**TEXTE DE LECTURE:**
——

DECISION N059
DECISION N° 059/12/ARMP/CRD DU 31 MAI 2012 DU COMITE DE REGLEMENT DES DIFFERENDS STATUANT EN FORMATION DISCIPLINAIRE SUR DES FAITS REPROCHES A L’ENTREPRISE GENERALE DES TRAVAUX D’ETUDES ET DE REALISATIONS (GTER SARL) RELATIFS A LA PRODUCTION DE FAUX DOCUMENTS DANS LE CADRE DE L’APPEL D’OFFRES DE L’AGENCE D’EXECUTION DES TRAVAUX D’INTERET PUBLIC (AGETIP) AYANT POUR OBJET LA CONSTRUCTION ET LA REHABILITATION DE VOIRIES DANS LA VILLE DE THIES
LE COMITE DE REGLEMENT DES DIFFERENDS STATUANT EN COMMISSION LITIGES,
Vu le Code des Obligations de l’Administration modifié par la loi n° 2006-16 du 30 juin 2006, notamment en son article 30 ;
Vu le décret n° 2011-1084 du 27 juillet 2011 portant Code des Marchés publics modifié, notamment en ses articles 147 et 148;
Vu le décret n° 2007-546 du 25 avril 2007 portant organisation et fonctionnement de l'Autorité de Régulation des Marchés publics (ARMP);
Vu la décision n° 0005/ARMP/CRMP du 19 mai 2008 portant règlement intérieur du Conseil de Régulation des Marchés publics ;
Vu la lettre de l’AGETIP en date du 07 septembre 20 11 ;
Après avoir entendu le rapport de M. René Pascal DIOUF, Chargé des enquêtes, rapporteur;
En présence de Monsieur Mamadou DEME assurant l’intérim de Monsieur Abdoulaye SYLLA, Président, absent, de MM. Abd’El Kader NDIAYE et Ndiacé DIOP, membres du Comité de Règlement des Différends (CRD) ;
De MM. Saër NIANG, Directeur général de l’ARMP, secrétaire rapporteur du CRD, Mme Takia FALL CARVALHO, Conseillère chargée de la Coordination et du Suivi et Cheikh Saad Bou SAMBE, Directeur de la Réglementation et des Affaires juridiques, observateurs ;
Après en avoir délibéré conformément à la loi,
Adopte la présente délibération fondée sur la régularité de la saisine, les faits et moyens exposés ci après :
Par lettre référencée TEC/2488/11 du 07 septembre 2011, enregistrée le 12 septembre 2011 sous le numéro 936 au Secrétariat du Comité de Règlement des Différends, le Directeur général de l’AGETIP a saisi le CRD d’une dénonciation relative à la production par l’entreprise GTER de fausses attestations de bonne exécution de travaux, dans le cadre de l’appel d’offre dont objet rappelé ci-dessus.

——

**DONNÉES TRANSMISES:**
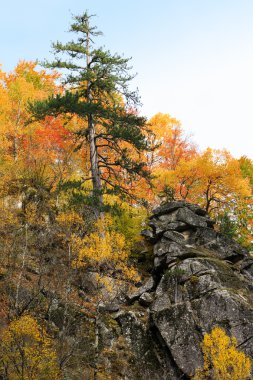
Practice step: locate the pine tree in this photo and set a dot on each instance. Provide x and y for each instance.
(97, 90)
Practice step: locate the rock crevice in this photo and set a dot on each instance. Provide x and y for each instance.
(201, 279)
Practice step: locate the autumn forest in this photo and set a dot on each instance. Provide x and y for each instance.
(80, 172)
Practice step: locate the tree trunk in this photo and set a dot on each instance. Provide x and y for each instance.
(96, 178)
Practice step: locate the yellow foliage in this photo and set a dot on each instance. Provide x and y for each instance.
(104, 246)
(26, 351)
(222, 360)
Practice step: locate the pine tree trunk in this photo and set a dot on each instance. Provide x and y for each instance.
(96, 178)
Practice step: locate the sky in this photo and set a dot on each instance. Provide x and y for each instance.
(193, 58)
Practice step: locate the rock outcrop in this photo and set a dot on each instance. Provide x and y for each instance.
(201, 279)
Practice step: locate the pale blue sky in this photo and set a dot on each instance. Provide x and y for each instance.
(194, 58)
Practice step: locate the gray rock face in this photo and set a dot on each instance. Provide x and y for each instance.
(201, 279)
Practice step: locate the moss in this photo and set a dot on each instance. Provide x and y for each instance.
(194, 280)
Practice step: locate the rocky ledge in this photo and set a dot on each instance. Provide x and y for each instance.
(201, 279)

——

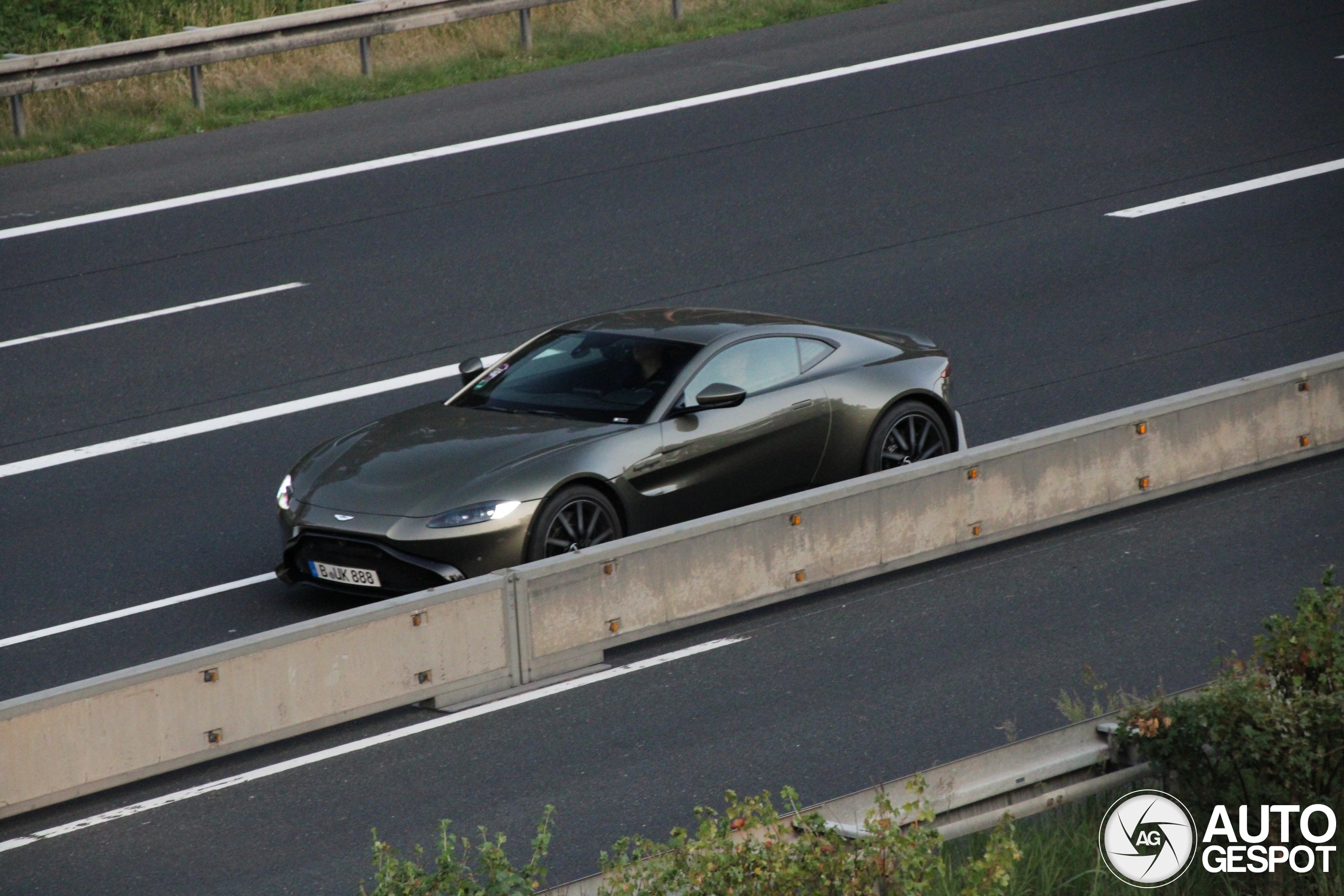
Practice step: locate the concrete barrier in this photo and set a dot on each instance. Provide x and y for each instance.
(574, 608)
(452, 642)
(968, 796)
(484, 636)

——

**CONSIGNES:**
1. Selon la décision sur l'entreprise GTER, sous quel numéro la lettre du Directeur général de l'AGETIP a-t-elle été enregistrée au Secrétariat du Comité de Règlement des Différends ?
2. Rédigez la suite de la décision sur l'entreprise GTER à partir de sa dernière phrase.

**RÉPONSES FOURNIES:**
1. Sous le numéro 936, le 12 septembre 2011.

2.
SUR LA COMPETENCE ET LA RECEVABILITE
Considérant qu’aux termes de l’article 20 du décret n° 2007-546 du 25 avril 2007 portant organisation et fonctionnement de l’ARMP, le CRD peut recevoir les dénonciations des irrégularités constatées avant, pendant et après la passation ou l’exécution des marchés publics et délégations de service public ;
Que si ces faits caractérisent des violations de la règlementation relative à l’exécution des marchés publics, le Président du CRD saisit le CRD en formation disciplinaire;
Qu’en application de cette disposition, le Président du CRD a régulièrement saisi la Formation disciplinaire des faits dénoncés par l’AGETIP ;
SUR LES FAITS
Dans le journal « Le Soleil » du 12 mai 2011, l’AGETIP a fait publier un avis d’appel d’offres ayant pour objet des travaux de construction et de réhabilitation de voiries dans la ville de Thiès (Axe principal Médina FALL, Avenue El Hadji Omar, Avenue du Baol, Rue MB1).
A l’ouverture des plis du 28 juin 2011, les entreprises CDE, Henan Chine, EATP/LSI, SOTRACOM, SOCETRA, EGCCBN et GTER ont présenté des offres pour le montant respectif de 2 334 230 900 FCFA HT, 1 650 361 375 FCFA HT, 1 259 321 592 FCFA HTHD, 3 074 409 756 FCFA HTHD, 1 923 899 200 FCFA HT, 1 284 848 871 FCFA HTHD et 1 265 883 200 FCFA HT.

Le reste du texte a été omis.